Please reproduce the entries exactly as they appear below, but not the pictures.

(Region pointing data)
◇ ◇ ◇ ◇ ◇

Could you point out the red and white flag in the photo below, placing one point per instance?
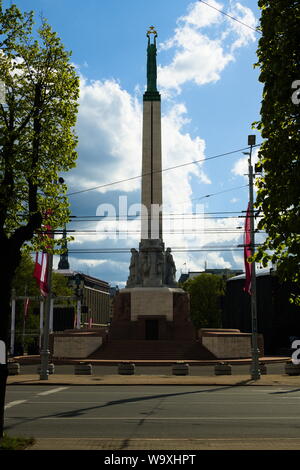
(26, 306)
(41, 271)
(247, 251)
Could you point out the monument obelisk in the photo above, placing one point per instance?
(151, 306)
(152, 265)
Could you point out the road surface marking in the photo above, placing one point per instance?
(53, 390)
(200, 418)
(14, 403)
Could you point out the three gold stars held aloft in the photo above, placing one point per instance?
(152, 30)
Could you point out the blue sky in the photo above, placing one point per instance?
(210, 97)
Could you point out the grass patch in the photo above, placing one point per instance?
(15, 443)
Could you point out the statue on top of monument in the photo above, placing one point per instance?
(151, 62)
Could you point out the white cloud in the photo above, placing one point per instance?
(110, 142)
(200, 57)
(109, 132)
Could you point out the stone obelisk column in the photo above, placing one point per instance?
(151, 227)
(151, 265)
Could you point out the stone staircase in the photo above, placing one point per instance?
(147, 350)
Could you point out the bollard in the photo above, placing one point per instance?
(126, 368)
(13, 368)
(180, 368)
(83, 369)
(292, 369)
(51, 369)
(223, 369)
(262, 368)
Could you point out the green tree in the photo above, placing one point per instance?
(37, 142)
(206, 291)
(278, 196)
(24, 284)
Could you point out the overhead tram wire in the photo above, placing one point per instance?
(257, 30)
(160, 171)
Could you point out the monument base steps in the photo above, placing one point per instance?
(152, 350)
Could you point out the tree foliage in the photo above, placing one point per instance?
(206, 291)
(37, 142)
(37, 121)
(278, 196)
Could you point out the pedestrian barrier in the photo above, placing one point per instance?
(50, 369)
(126, 368)
(83, 369)
(223, 369)
(292, 369)
(180, 369)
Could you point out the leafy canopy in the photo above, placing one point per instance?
(278, 195)
(205, 292)
(37, 139)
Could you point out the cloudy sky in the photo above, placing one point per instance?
(210, 98)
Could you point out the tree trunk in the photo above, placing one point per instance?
(6, 277)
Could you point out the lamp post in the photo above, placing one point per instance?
(255, 370)
(45, 353)
(79, 282)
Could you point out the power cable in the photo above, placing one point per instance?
(161, 171)
(257, 30)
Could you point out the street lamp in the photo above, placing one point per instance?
(255, 370)
(79, 283)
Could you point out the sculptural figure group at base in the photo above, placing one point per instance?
(151, 266)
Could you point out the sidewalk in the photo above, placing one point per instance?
(226, 380)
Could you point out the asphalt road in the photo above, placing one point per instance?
(141, 412)
(203, 370)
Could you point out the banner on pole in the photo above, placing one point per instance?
(247, 251)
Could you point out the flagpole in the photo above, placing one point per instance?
(255, 370)
(45, 353)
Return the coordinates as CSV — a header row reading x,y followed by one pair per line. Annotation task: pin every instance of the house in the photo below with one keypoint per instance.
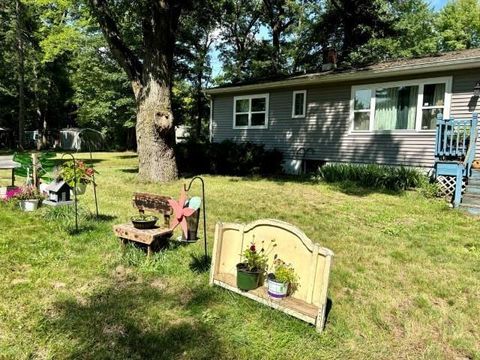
x,y
384,113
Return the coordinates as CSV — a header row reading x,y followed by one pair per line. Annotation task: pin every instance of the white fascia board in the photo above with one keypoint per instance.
x,y
322,78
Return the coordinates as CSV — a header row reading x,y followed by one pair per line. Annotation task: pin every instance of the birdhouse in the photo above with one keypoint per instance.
x,y
58,192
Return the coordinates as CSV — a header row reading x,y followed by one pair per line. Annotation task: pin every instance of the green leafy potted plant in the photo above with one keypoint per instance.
x,y
283,281
28,198
144,221
83,174
251,269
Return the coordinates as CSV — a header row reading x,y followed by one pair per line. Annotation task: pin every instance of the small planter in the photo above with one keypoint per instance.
x,y
80,189
276,289
29,205
147,222
247,280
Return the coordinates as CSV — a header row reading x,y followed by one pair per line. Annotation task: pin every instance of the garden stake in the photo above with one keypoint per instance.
x,y
94,184
187,188
74,188
91,163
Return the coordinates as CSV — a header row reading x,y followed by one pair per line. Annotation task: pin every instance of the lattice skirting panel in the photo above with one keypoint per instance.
x,y
447,186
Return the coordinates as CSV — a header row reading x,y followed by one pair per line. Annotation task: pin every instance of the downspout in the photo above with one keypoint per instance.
x,y
210,122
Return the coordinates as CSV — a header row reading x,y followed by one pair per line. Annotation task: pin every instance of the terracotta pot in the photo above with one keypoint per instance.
x,y
276,289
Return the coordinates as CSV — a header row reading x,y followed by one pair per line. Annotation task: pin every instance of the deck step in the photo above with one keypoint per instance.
x,y
472,198
475,174
474,189
473,182
470,204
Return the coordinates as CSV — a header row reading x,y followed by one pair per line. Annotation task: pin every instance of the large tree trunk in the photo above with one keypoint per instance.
x,y
21,74
155,134
151,79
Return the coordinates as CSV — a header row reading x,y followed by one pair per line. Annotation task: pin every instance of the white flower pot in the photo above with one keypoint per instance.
x,y
29,205
277,290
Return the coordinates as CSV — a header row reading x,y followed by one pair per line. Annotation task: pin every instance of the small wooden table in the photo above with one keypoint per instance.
x,y
149,237
7,163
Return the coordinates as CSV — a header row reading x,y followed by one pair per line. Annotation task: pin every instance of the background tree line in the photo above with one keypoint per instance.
x,y
58,67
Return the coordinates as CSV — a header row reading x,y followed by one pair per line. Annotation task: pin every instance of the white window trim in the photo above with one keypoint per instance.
x,y
250,112
304,107
418,121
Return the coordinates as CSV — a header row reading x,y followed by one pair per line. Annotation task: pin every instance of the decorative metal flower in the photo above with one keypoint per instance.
x,y
181,213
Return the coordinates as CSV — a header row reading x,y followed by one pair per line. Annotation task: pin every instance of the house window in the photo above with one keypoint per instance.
x,y
363,99
410,105
433,103
299,103
250,111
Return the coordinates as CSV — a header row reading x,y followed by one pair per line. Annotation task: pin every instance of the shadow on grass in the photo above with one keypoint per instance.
x,y
127,157
353,189
100,217
133,321
130,170
346,187
200,263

◇ ◇ ◇ ◇ ◇

Output of the exercise ▸
Could you point out the red and white flag in the photo below, placing one point per instance?
(26, 306)
(41, 271)
(247, 251)
Could you point out the monument obelisk in the photo above, placing one point per instance?
(151, 306)
(152, 265)
Could you point out the road surface marking in the photo above, placing one point per instance?
(53, 390)
(200, 418)
(14, 403)
Could you point out the three gold stars held aloft in the photo above, placing one point per instance?
(152, 30)
Could you point out the blue sky in the photo above, placing one point per instance?
(210, 97)
Could you point out the grass patch in the photo above, placing one point per instance?
(15, 443)
Could you point out the statue on top of monument in the photo above, placing one point per instance?
(151, 62)
Could you point out the white cloud in the photo above, placing one point per instance?
(110, 142)
(200, 57)
(109, 132)
Could you point out the stone obelisk column in the photo above, placing one point per instance?
(151, 227)
(151, 265)
Could you point out the stone staircase in the photo above, placing one point per instance?
(147, 350)
Could you point out the bollard in the photo above, placing one point per instance?
(126, 368)
(13, 368)
(180, 368)
(83, 369)
(292, 369)
(51, 369)
(223, 369)
(262, 368)
Could you point out the green tree in the photo above, placing one point per instance?
(37, 142)
(206, 291)
(278, 196)
(24, 284)
Could you point out the overhead tram wire in the photo above, placing one point per instance?
(257, 30)
(160, 171)
Could you point out the monument base steps in the photo above, placing one point per instance?
(152, 350)
Could you point out the tree foliage in the photo above, placing one point per instance?
(206, 291)
(37, 142)
(37, 121)
(278, 196)
Could you point out the pedestrian barrier in the photo above, placing one point per instance?
(50, 369)
(126, 368)
(83, 369)
(223, 369)
(292, 369)
(180, 369)
Could you point out the leafy canopy in the photo above, placing one point per instance?
(278, 195)
(205, 292)
(37, 139)
Could you point out the cloudy sky in the photo above, placing one point per instance?
(210, 98)
Could you point out the tree trunk in the photo above, placing one point per instance?
(6, 277)
Could you point out the lamp post in the photo above, placing one point per instance?
(255, 370)
(45, 353)
(79, 282)
Could you point out the power cable in the photo above, placing one point per instance?
(161, 171)
(257, 30)
Could you point out the street lamp in the photo above, placing one point per instance?
(255, 370)
(79, 283)
Could you point out the sculptural figure group at base in the photo above, placing one point per instance?
(151, 266)
Could you point out the sidewalk in the photo above, placing one point per instance?
(226, 380)
Could you point out the asphalt road in the photo above, placing one point per instance?
(141, 412)
(203, 370)
Could you point out the banner on pole in the photo above, placing one point per instance?
(247, 251)
Could you point out the flagpole in the photo above, placing one point per instance?
(255, 370)
(45, 353)
Return the coordinates as CSV — a header row reading x,y followed by one pair per line. Annotation task: pin every instance of the house in the photo below with one keypoint per instance.
x,y
384,113
Return the coordinates as CSV — a header row reading x,y followed by one pair per line. Annotation task: pin every instance of the white fascia board in the photo above with one keypoint per instance.
x,y
322,78
Return the coordinates as CSV — a header row reading x,y followed by one pair per line. Annotation task: pin every instance of the birdhouse in the photo above with one keypoint per instance.
x,y
58,192
Return the coordinates as CSV — a header row reading x,y followed by one pair per line. Annotation task: pin every instance of the green leafy potted plant in the photo above with one keypoint per instance.
x,y
283,281
28,198
144,221
83,174
251,269
Return the coordinates as CSV — a header row reading x,y followed by one pair per line. Annotation task: pin every instance of the small planter in the photo above with one keypoint per instance.
x,y
80,189
276,289
29,205
147,222
247,280
Return the coordinates as CSV — a header row reading x,y followed by one pair per line. Annotation task: pin every instance of the garden stake in the photo above with one keypoint per instance.
x,y
94,184
187,188
74,188
91,163
Return the coordinates as CSV — a header row reading x,y followed by one pair per line. Annotation task: pin every instance of the lattice skirting panel in the photo above with one keypoint per instance.
x,y
447,186
Return the coordinates as CSV — a header row reading x,y followed by one pair per line. Annotation task: pin every instance of the downspout in the photo above with one keypoint per instance.
x,y
210,122
Return the coordinates as CSV — a header row reading x,y followed by one pair per line. Annotation task: pin every instance of the terracotta pot in the photo above with one keypoint per instance.
x,y
276,289
Return the coordinates as CSV — a header row reading x,y followed by one pair per line. Annotation task: pin every instance of the deck step in the photo above with one keypoint per instance.
x,y
472,198
475,174
474,189
473,182
470,204
Return the coordinates as CSV — a header row reading x,y followed by one pair per line. Annotation task: pin every instance of the large tree trunk in the photo above with one keypoint per instance.
x,y
21,74
155,134
151,79
Return the coordinates as CSV — a header row reading x,y followed by one pair per line. Annotation task: pin every instance of the white flower pot in the photo above with one keypoint per instance.
x,y
29,205
277,290
Return the coordinates as CSV — a header row reading x,y followed by one pair per line. Annotation task: pin every instance of the small wooden table in the photo above with one keypoint per instance.
x,y
149,237
7,163
Return the coordinates as CSV — a header row reading x,y followed by one pair per line. Annotation task: pin every instance of the background tree line in the photo above with one keypoint per instance.
x,y
58,67
Return the coordinates as CSV — a header row reading x,y followed by one pair per line. Annotation task: pin every instance of the white window trim in the photo above with one keypoint per instance.
x,y
250,112
304,107
418,121
Return the coordinates as CSV — a header row reading x,y followed by one pair per line. Annotation task: pin every instance of the decorative metal flower in the photo above with one keypoint per instance.
x,y
181,213
Return the coordinates as CSV — a header row reading x,y followed by one pair per line. Annotation task: pin every instance of the house window in the photo above with one keypoint per instance.
x,y
363,99
410,105
433,103
299,103
250,111
Return the coordinates as CSV — a header row reading x,y followed by one pair per line. Annotation task: pin every instance of the shadow on grass in the photo above with one keypoint per instance.
x,y
127,157
353,189
100,217
133,321
130,170
346,187
200,263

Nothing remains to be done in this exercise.